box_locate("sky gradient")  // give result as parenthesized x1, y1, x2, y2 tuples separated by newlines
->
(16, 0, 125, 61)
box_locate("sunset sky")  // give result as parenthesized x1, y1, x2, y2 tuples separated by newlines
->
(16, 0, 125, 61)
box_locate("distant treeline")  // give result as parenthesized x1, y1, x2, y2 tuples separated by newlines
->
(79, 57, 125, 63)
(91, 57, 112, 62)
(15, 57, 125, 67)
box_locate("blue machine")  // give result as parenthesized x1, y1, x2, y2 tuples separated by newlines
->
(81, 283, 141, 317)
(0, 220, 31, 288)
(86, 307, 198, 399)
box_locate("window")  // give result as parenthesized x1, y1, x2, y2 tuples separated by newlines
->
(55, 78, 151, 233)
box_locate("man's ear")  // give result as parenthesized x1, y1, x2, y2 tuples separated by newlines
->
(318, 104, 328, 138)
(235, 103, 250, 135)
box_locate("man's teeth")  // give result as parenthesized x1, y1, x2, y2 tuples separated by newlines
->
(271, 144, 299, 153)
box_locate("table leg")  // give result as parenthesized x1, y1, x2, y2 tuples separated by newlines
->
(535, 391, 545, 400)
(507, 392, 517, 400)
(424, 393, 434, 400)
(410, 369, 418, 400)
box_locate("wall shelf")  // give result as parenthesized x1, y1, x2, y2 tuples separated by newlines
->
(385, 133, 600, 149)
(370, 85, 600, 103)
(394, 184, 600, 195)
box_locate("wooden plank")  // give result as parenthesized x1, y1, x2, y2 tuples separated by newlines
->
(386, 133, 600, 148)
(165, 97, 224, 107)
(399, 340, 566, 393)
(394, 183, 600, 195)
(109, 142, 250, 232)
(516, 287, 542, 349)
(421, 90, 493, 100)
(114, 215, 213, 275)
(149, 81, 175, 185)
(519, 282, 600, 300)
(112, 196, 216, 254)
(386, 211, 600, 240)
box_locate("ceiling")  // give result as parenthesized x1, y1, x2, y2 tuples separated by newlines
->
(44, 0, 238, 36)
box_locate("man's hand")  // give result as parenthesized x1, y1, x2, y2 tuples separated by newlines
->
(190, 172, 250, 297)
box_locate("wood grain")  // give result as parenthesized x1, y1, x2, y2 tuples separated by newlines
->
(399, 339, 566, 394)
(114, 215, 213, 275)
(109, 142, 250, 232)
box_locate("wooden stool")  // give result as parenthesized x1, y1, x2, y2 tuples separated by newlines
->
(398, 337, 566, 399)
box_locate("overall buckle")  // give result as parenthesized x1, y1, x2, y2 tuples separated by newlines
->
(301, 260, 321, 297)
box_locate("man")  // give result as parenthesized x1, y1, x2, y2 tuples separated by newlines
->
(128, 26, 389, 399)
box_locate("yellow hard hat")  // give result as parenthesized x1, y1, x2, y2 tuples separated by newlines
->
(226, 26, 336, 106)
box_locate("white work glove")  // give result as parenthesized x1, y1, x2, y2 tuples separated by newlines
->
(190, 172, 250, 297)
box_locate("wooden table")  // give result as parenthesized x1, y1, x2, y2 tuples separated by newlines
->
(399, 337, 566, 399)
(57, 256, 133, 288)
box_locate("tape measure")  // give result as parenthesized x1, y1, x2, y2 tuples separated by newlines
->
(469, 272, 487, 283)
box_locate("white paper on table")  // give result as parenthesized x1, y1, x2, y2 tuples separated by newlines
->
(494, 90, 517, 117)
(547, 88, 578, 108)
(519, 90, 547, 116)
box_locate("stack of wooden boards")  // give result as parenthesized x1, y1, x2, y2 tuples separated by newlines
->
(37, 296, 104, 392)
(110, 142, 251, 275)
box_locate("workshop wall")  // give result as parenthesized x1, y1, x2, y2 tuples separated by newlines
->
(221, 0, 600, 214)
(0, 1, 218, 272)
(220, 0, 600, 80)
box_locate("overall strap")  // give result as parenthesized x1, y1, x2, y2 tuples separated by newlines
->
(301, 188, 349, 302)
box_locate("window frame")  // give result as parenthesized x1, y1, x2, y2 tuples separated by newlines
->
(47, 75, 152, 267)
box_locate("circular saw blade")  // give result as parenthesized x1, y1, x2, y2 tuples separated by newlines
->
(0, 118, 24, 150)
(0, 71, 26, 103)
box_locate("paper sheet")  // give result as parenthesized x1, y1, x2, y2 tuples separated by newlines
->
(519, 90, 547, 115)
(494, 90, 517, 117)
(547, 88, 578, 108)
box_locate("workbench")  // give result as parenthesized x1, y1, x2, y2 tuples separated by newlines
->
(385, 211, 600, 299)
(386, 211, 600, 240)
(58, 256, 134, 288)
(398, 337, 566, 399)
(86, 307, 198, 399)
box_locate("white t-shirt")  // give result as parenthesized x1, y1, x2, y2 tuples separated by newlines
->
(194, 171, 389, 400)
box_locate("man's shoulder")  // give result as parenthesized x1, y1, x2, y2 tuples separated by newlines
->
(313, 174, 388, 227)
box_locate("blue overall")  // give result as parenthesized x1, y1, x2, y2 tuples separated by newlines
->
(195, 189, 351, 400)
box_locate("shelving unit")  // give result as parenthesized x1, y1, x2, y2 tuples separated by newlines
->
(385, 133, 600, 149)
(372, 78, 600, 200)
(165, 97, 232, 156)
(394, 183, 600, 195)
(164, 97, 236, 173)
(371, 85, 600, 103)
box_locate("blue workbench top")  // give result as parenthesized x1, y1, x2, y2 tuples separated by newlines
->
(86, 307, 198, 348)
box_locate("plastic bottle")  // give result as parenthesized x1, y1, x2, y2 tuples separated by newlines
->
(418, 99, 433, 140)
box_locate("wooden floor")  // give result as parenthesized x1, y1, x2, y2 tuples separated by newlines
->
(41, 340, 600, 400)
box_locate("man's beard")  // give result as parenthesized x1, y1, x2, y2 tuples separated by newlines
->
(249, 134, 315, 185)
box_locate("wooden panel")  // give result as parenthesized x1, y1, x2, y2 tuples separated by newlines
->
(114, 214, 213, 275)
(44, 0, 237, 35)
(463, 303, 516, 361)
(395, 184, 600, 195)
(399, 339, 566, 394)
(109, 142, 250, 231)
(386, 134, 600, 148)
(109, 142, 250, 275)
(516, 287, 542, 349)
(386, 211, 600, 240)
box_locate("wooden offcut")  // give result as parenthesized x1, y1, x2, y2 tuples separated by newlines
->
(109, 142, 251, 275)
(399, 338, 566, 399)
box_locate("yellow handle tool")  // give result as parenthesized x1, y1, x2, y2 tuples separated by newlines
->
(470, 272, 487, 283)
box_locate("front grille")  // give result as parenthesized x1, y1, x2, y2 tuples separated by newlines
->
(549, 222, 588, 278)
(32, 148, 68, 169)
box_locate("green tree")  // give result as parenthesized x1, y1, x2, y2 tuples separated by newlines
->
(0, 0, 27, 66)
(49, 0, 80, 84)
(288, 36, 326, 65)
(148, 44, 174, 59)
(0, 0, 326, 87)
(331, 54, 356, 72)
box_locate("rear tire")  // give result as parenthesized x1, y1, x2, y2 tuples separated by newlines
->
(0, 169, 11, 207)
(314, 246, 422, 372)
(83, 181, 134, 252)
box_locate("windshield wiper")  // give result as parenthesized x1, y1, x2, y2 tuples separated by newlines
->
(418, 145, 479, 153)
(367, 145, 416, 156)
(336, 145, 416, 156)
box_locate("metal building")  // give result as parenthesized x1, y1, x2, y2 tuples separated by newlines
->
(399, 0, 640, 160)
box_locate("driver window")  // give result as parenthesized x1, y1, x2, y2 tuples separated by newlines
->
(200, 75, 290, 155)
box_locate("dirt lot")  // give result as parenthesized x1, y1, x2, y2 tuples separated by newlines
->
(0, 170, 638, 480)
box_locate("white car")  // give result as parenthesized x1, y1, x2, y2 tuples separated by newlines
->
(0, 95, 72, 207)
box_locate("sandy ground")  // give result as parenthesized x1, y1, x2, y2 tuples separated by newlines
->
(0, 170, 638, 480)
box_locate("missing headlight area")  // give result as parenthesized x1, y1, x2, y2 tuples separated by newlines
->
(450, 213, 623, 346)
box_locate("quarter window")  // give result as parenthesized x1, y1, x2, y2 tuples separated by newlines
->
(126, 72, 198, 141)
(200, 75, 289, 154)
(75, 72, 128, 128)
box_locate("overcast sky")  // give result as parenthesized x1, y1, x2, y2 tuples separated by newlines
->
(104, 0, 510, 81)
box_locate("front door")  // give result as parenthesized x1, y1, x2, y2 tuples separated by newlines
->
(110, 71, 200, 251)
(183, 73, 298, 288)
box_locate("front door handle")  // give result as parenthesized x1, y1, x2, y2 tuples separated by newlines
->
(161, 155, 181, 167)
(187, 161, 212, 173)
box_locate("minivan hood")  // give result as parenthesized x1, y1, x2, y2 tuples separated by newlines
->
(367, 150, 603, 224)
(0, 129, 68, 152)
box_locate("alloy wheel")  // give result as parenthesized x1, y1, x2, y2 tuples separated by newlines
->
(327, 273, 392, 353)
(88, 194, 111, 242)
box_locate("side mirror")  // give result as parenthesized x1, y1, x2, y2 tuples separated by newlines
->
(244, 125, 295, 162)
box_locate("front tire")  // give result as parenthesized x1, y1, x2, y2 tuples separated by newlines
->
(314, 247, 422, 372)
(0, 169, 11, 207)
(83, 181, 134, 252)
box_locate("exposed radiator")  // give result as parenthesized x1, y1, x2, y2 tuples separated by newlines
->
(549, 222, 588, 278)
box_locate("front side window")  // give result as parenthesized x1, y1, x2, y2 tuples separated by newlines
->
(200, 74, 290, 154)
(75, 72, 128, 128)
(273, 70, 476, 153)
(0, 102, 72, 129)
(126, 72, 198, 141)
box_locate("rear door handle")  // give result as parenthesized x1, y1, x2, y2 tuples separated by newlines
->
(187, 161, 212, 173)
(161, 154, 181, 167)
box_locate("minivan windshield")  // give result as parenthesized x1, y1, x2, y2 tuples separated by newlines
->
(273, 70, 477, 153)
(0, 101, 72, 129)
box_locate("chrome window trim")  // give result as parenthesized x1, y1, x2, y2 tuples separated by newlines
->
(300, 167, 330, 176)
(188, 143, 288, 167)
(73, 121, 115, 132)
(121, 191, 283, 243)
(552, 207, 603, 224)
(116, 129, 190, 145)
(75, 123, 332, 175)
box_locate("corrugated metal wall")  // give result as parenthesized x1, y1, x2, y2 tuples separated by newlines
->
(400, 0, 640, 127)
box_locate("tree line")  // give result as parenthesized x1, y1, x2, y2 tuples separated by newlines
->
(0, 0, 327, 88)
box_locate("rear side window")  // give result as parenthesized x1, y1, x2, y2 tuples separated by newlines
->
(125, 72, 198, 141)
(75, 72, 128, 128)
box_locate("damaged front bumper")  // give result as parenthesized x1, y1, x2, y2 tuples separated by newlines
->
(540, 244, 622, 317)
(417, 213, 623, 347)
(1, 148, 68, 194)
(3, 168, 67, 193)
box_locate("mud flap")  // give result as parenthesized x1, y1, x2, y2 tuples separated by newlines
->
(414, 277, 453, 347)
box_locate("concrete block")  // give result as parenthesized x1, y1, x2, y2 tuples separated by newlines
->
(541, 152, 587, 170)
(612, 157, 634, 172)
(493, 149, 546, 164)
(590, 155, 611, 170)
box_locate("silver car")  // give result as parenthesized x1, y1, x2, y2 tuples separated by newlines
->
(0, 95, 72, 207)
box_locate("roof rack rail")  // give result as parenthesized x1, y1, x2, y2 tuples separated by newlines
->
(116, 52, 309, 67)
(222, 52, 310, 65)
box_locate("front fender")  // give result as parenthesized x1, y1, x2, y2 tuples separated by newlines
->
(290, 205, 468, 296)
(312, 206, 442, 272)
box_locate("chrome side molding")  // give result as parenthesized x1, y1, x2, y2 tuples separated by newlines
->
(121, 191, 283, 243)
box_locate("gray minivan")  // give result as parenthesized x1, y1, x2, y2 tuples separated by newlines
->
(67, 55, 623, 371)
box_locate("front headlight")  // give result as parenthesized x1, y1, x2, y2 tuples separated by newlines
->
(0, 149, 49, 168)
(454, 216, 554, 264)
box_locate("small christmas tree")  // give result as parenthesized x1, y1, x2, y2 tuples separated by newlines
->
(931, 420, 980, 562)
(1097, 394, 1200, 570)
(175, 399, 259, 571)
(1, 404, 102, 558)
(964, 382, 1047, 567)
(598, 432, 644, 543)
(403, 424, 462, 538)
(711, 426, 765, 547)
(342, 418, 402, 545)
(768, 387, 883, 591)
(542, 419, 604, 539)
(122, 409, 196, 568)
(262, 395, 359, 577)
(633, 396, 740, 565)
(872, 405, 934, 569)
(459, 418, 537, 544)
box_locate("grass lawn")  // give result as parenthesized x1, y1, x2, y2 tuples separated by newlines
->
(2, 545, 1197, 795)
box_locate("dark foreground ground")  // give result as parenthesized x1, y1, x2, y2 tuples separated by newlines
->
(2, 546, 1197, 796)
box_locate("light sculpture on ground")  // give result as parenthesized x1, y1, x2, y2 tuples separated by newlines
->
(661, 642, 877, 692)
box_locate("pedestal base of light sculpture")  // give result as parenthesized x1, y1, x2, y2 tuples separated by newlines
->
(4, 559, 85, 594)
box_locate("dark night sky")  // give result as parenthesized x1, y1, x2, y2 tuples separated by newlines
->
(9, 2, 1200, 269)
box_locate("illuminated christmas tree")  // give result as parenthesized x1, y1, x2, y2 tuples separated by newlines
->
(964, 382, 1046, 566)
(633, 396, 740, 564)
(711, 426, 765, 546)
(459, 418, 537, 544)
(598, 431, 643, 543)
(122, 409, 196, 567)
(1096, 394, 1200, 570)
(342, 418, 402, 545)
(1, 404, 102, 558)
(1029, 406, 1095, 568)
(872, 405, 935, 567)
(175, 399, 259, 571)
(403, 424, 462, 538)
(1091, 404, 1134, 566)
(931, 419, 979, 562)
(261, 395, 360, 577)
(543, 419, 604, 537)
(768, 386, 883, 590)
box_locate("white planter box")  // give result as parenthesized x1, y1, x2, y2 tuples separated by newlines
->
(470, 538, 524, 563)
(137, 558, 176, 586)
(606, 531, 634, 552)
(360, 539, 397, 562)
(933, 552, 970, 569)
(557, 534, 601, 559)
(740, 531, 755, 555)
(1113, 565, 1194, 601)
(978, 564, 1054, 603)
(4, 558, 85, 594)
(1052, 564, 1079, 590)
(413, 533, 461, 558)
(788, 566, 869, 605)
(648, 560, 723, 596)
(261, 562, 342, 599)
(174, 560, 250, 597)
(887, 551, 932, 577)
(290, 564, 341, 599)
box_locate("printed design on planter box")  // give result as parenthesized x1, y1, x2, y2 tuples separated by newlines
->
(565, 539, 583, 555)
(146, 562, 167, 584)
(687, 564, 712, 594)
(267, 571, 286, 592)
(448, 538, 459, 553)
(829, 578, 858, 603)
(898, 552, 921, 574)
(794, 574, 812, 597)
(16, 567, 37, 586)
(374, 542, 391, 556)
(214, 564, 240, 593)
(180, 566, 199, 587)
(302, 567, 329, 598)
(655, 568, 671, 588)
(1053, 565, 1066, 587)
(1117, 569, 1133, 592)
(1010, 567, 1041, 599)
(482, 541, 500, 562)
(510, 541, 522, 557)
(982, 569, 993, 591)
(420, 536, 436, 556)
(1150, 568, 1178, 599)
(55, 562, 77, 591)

********************

_Task to carry out_
Pull from the data each line where the string "windshield" turns up.

_Result_
box_locate("windshield wiper")  // give result as parenthesized x1, y1, x2, y2 tuples separated by newlines
box_locate("minivan windshield")  // give result as parenthesized x1, y1, x2, y2 tuples separated by newlines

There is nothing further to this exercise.